→ EXERCISE
Render each line of the rows below as a JSON list of strings, one string per line, and omit any blank lines.

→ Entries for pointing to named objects

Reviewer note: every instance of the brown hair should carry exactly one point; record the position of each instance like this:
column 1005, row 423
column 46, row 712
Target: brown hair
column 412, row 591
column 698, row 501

→ EXERCISE RESPONSE
[
  "Reviewer note: every instance of the brown hair should carry exactly one point; record the position of each instance like this:",
  "column 1005, row 423",
  "column 46, row 712",
  "Target: brown hair",
  "column 412, row 591",
  "column 698, row 501"
]